## [Document section]
◇ ◇ ◇ ◇ ◇

The Top Five 2017 AWS Re:Invent Announcements Impacting Bioinformatics

The sixth annual Amazon Web Services (AWS) Re:Invent conference was held last week in Las Vegas. Like years past, 2017 Re:Invent was a dizzying week of new announcements, enhancements to existing products, and interesting prognostications on the future of cloud computing.

The first Re:Invent conference was held in 2012. 6000 attendees gorged themselves on keynotes, sessions, hackathons, bootcamps, cloud evangelism, and video games. Not much has changed, except for the number of attendees. 2017 boasted 43,000 attendees with a conference campus spread across multiple venues on the Las Vegas strip. It was not difficult to get your 10,000 steps in this year.

◇ ◇ ◇ ◇ ◇

## [Data shown]
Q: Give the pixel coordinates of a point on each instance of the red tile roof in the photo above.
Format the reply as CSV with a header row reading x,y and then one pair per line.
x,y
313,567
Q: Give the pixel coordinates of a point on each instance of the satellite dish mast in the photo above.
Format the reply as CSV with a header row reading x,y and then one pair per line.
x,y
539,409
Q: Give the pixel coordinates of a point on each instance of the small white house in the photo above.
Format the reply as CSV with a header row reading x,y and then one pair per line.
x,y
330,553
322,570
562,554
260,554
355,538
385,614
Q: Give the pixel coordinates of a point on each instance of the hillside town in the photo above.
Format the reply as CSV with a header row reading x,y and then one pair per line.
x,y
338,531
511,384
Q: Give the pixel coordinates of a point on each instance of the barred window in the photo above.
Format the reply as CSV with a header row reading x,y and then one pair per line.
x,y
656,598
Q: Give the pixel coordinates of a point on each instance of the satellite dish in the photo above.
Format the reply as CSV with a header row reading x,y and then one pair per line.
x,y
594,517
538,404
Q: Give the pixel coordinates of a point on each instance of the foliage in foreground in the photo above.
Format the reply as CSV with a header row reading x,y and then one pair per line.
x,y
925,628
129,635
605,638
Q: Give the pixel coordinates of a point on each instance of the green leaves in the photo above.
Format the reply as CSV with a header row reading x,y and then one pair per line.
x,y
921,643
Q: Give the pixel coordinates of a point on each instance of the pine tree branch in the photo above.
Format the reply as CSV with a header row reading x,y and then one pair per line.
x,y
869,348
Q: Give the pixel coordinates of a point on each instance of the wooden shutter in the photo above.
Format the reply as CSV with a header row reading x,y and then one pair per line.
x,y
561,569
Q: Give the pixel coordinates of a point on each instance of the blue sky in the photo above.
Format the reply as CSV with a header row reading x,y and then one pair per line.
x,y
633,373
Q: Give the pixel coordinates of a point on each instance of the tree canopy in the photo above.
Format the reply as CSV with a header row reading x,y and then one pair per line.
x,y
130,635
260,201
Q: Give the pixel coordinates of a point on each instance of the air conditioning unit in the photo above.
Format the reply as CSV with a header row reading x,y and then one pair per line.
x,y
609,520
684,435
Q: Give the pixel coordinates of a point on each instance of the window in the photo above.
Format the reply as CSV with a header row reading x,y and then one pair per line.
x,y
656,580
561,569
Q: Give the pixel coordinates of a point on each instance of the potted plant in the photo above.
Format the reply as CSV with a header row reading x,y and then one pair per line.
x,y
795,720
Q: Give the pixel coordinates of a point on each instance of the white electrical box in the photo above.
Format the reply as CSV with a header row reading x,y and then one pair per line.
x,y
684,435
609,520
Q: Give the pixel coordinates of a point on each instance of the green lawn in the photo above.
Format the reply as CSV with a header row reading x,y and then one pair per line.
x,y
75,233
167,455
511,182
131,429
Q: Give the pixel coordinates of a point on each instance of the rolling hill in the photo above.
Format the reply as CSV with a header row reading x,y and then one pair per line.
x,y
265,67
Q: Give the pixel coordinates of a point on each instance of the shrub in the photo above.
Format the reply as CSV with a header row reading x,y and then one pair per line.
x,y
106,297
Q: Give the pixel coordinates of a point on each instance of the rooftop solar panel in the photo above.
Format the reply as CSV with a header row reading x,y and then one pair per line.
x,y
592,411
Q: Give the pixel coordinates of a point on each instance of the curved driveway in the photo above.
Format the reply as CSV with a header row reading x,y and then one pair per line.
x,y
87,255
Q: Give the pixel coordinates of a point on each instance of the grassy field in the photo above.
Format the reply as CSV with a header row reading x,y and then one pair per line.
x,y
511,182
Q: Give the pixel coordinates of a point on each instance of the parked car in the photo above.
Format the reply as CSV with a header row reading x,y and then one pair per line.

◇ ◇ ◇ ◇ ◇

## [What to work on]
[A] In the article on the 2017 AWS Re:Invent conference, how many attendees did the first Re:Invent have?
[B] Continue the article on the 2017 AWS Re:Invent conference from where it stops.
The entries come from a different source than the article on the 2017 AWS Re:Invent conference.

## [Responses by task]
[A] 6000 attendees.

[B]
I’ve been fortunate to attend Re:Invent every year. In 2012, I’d already been using AWS for nearly 5 years and was thoroughly convinced of it utility and value. In those early days, there was still a lot of reluctance and skepticism of the cloud, particularly in academic settings. To some extent, these biases still exist which partially explains the slower uptake of the cloud for academic projects. By now, I think it’s overwhelmingly clear that academic compute and basic research projects should be leveraging the many benefits of building and deploying on the cloud.

Without further ado, here are my top five announcements at the 2017 AWS Re:Invent impacting bioinformatics.

1. AWS Sagemaker
AWS Sagemaker is a fully managed service for building, training, and deploying machine learning workflows in the AWS cloud. Machine learning has always played an important role in bioinformatics. Simplifying training and deployment of ML workflows will have a profound impact on bioinformatics and big data. For one, Sagemaker offers the opportunity to introduce ML approaches to a broader audience, and to a broader range of research topics. Of any of the 100s of announcements at Re:Invent, I’m most excited to put Sagemaker to use.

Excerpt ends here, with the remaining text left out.